§ Work item: Restate the listing exactly.

§ Provided material:
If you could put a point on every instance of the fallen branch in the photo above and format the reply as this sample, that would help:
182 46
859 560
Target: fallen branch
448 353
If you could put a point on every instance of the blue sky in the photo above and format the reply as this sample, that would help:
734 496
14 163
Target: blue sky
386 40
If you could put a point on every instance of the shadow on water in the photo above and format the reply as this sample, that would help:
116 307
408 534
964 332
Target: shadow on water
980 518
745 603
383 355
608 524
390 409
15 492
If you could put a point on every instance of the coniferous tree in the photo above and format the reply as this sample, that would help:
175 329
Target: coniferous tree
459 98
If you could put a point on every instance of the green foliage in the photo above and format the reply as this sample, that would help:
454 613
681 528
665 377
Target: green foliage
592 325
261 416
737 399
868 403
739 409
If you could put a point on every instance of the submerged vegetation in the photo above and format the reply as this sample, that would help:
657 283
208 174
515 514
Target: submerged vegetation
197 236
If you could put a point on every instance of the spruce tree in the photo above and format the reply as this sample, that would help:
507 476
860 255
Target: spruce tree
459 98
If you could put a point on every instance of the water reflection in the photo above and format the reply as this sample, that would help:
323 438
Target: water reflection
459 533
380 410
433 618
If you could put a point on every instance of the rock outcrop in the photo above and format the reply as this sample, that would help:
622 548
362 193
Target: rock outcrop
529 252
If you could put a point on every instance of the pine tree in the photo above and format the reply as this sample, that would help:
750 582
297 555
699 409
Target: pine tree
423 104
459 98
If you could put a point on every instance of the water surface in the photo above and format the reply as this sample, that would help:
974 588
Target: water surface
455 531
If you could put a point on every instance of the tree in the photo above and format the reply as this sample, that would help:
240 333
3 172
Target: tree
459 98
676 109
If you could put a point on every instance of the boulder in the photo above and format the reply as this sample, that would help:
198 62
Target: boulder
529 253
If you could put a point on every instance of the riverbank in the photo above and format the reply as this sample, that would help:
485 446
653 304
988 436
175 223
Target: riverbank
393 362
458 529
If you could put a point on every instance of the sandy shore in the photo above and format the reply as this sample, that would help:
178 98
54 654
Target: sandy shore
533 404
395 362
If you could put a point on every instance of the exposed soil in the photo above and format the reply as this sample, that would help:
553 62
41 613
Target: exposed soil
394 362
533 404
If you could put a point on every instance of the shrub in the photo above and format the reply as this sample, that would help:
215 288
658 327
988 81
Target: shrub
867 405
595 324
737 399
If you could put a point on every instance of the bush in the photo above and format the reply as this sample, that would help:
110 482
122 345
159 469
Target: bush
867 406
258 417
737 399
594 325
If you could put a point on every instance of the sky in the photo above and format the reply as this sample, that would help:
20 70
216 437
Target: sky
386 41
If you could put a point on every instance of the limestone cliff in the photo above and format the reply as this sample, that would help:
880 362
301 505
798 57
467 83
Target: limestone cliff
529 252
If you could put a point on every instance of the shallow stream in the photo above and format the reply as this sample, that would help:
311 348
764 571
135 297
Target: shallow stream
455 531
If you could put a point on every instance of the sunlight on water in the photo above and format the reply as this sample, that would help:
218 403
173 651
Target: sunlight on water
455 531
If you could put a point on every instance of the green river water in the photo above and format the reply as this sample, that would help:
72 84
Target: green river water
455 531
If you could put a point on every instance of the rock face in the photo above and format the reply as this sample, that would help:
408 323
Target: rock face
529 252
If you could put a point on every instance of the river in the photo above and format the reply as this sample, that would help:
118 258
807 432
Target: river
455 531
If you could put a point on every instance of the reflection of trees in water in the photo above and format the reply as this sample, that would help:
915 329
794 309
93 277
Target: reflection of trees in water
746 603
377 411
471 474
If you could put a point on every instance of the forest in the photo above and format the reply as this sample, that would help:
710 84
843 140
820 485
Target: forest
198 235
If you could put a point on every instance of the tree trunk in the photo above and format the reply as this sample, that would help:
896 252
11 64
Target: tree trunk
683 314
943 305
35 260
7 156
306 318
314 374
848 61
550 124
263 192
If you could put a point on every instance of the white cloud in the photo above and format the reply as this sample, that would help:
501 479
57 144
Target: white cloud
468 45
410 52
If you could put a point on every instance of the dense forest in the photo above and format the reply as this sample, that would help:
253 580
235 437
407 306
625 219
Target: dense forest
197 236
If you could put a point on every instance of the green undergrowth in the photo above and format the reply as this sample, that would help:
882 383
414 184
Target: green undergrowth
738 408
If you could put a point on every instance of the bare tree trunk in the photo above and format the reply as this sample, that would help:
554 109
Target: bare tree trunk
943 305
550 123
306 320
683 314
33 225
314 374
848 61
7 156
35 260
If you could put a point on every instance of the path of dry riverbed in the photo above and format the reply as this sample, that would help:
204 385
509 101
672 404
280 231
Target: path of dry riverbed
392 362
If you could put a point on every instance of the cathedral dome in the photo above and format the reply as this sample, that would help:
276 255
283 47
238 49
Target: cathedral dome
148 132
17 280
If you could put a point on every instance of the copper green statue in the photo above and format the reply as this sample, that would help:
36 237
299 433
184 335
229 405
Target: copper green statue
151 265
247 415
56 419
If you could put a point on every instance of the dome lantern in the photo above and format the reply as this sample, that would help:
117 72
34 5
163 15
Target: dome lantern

§ Your solution:
If you could put a point on every instance of the fallen branch in the photo above and format the reply as this sample, that would help:
182 46
859 560
Target: fallen branch
448 353
If you could put a point on every instance of the blue sky in the photo above and format the reply as this sample, that would help:
734 496
14 163
Target: blue sky
386 40
If you could put a point on every instance of the shadow on water in the photo above and format the reply as this sample, that would help:
116 307
408 534
964 332
Target: shadow on water
980 518
745 603
383 355
608 524
390 409
15 492
If you could put a point on every instance of the coniferous tree in the photo above and format the reply as this sample, that would help:
175 329
Target: coniferous tree
459 98
If you could put a point on every instance of the green foliage in the photo above and format the reply as this sample, that would help:
454 613
681 528
665 377
Target: green foliage
592 325
261 416
737 399
868 403
739 409
If you could put a point on every instance of the submerged vegetation in the photo above and format the reply as this sample, that would help:
657 283
208 174
515 514
Target: submerged vegetation
197 236
If you could put a point on every instance of the spruce tree in the photo above and format the reply as this sample, that would help:
507 476
860 255
Target: spruce tree
459 98
If you could put a point on every instance of the water reflection in the photo above and format the reply as this sample, that would help:
323 438
Target: water reflection
459 533
380 410
433 618
If you could put a point on every instance of the rock outcrop in the photo above and format the reply as this sample, that would help:
622 548
362 193
Target: rock outcrop
529 252
If you could put a point on every instance of the pine tree in the photo above and format the reply as this sample, that would help:
750 582
297 555
699 409
Target: pine tree
423 104
459 98
If you could put a point on every instance of the water surface in the photo above and format the reply as this sample, that would help:
974 588
Target: water surface
455 531
If you could put a point on every instance of the tree in the photo above and format the reply as this sample, that would help:
240 333
3 172
Target: tree
459 98
676 109
If you could put a point on every instance of the boulder in the photo above and format the reply as this sample, that would help:
198 62
Target: boulder
529 253
If you could put a point on every instance of the riverbank in the photo above and format the reply as this sample, that would help:
485 446
653 304
988 436
175 223
Target: riverbank
393 362
458 529
If you could put a point on every instance of the sandy shore in the photo above and format the reply as this sample, that would help:
178 98
54 654
Target: sandy shore
533 404
395 362
If you could put a point on every instance of the exposed soil in the photo above and format the reply as this sample, that would help:
553 62
41 613
Target: exposed soil
394 362
533 404
If you could put a point on every instance of the shrub in the photo above and format the reply as this sample, that would help:
215 288
658 327
988 81
Target: shrub
867 405
595 324
737 399
If you could put a point on every instance of the bush in the photo above and format the reply as this sample, that would help:
110 482
122 345
159 469
Target: bush
867 406
258 417
737 399
594 325
If you could put a point on every instance of the sky in the photo above and format the reply as this sample, that would help:
20 70
216 437
Target: sky
386 41
If you could put a point on every instance of the limestone cliff in the photo above and format the reply as this sample, that would help:
880 362
301 505
798 57
467 83
Target: limestone cliff
529 252
If you could put a point on every instance of the shallow stream in the photo above and format the reply as this sample, that would help:
311 348
764 571
135 297
Target: shallow stream
455 531
If you could put a point on every instance of the sunlight on water in the photo above and format the reply as this sample, that would help:
218 403
173 651
Target: sunlight on water
455 531
If you could put a point on every instance of the green river water in the photo above and format the reply as this sample, that would help:
72 84
Target: green river water
455 531
If you could put a point on every instance of the rock face in the photo above and format the reply as this sample, that would help:
408 323
Target: rock face
529 252
If you could put a point on every instance of the river in the photo above and format the reply as this sample, that would help:
118 258
807 432
Target: river
455 531
If you could put a point on every instance of the reflection of trees in water in the photo above and format the reply as this sample, that would help:
915 329
794 309
93 277
Target: reflection of trees in water
746 603
377 411
471 474
If you could put a point on every instance of the forest in the photo above and format the reply as this sample, that would help:
710 84
843 140
820 485
Target: forest
198 235
If you could put a point on every instance of the tree trunk in the photo above and format the reply as this sample, that would help:
896 252
11 64
Target: tree trunk
683 314
943 305
35 260
7 156
306 318
314 374
848 61
550 124
263 192
If you could put a point on every instance of the white cloud in the photo above and format the reply as this sample, that would help:
501 479
57 144
Target: white cloud
468 45
410 52
If you could put a point on every instance of the dense forest in the photo above and format the reply as this sample, that would help:
253 580
235 437
407 306
625 219
Target: dense forest
197 236
If you could put a point on every instance of the green undergrowth in the photo above and format the reply as this sample, that would help:
882 383
414 184
Target: green undergrowth
738 408
If you could put a point on every instance of the bare tree trunk in the photo above and format the reply as this sample, that would help:
554 109
Target: bare tree trunk
943 305
550 123
306 320
683 314
33 225
314 374
848 61
7 156
35 260
If you could put a point on every instance of the path of dry riverbed in the photo above and format the reply as this sample, that would help:
204 385
509 101
672 404
280 231
Target: path of dry riverbed
392 362
If you could put a point on every instance of the cathedral dome in the photo above and format the reply as this sample, that would help:
276 255
283 47
238 49
Target: cathedral dome
148 132
17 280
If you could put a point on every instance of the copper green statue in the photo above and format the reply as this sample, that would help:
36 237
299 433
184 335
229 405
Target: copper green statue
151 265
247 415
56 419
If you could put a point on every instance of the dome lantern in the photo above and format the reply as this sample, that would help:
117 72
34 5
163 15
Target: dome lantern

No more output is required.